#### 抜粋:

水力発電所

電気仕掛けの記憶旅/電化の跡地・発掘散歩:No.8

日本の初期発電事業を支え、今も現役!!

駒橋発電所・八ツ沢発電所施設を訪ねる

~明治から令和に至る電化史の《生き証人》~

 本欄、2年半ぶりの更新です。コロナ禍による行動制限などをキッカケに、長い休止期間をとらせていただきました。しかし、今年のゴールデンウイーク明けから再び取材を開始。シリーズ名も「電気仕掛けの記憶旅/電化の跡地 発掘散歩」と変更しての再出発となります。

 本来であれば、休止前の本欄に、旧シリーズ「GO! GO! エレクトリシャン 小トリップ・シリーズ」第7弾として掲載した「埼玉県で初めて敷かれた電車線《川越電気鉄道》を知っていますか?」の続編を提供すべきところですが、いま、再取材を行っています。

 いずれ、その成果である「続編」をお届けするつもりですが、装いも新たに再開した本欄では、まず、旧シリーズからの通算第8弾として、今から100年以上も前に山梨県に建設され、今も稼働を続けている「駒橋発電所」とその周辺の探訪記を掲載させていただきます。

 この駒橋発電所、電化が急速に進んだ首都圏への電力供給を一時期は一手に引き受けるほどの、それは凄い発電所だったのです!!

#### 提供情報:

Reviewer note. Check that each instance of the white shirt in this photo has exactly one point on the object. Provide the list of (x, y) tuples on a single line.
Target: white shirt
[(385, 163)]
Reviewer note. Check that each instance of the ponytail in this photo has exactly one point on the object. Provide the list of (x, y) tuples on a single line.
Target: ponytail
...
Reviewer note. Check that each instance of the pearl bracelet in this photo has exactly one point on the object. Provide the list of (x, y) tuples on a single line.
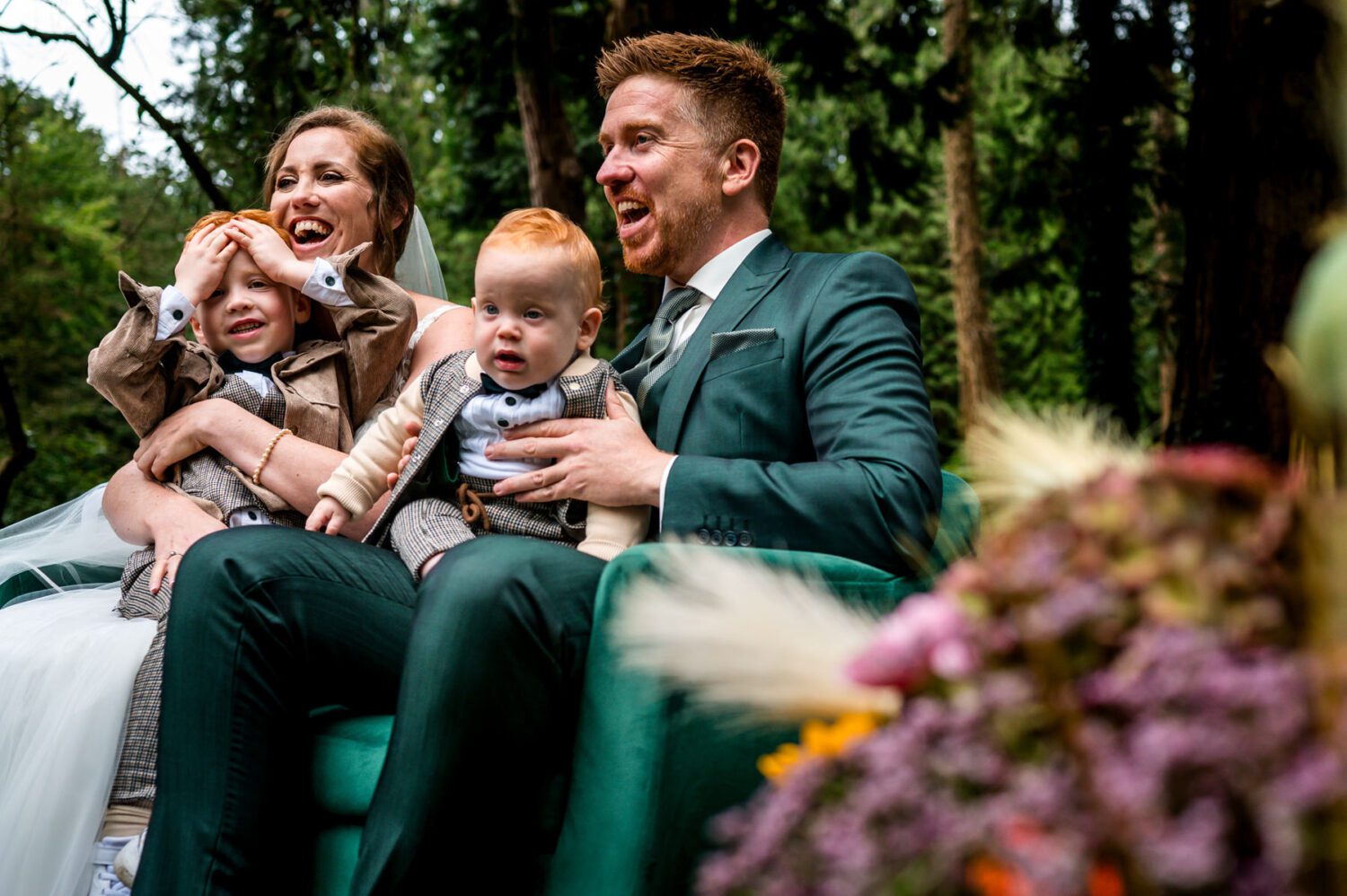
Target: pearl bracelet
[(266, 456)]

#### 課題:
**A.** 抜粋によれば、再出発に際して変更された新しいシリーズ名は何ですか。
**B.** 抜粋のうち「いずれ、その成果である」で始まる段落を、主要な事実を残したまま、より簡潔な文章に書き改めてください。

#### 解答一覧:
**A.** 「電気仕掛けの記憶旅/電化の跡地 発掘散歩」です。

**B.** 続編は後日お届けする予定ですが、再開した本欄ではまず旧シリーズからの通算第8弾として、100年以上前に山梨県に建設され、現在も稼働している「駒橋発電所」とその周辺の探訪記を掲載します。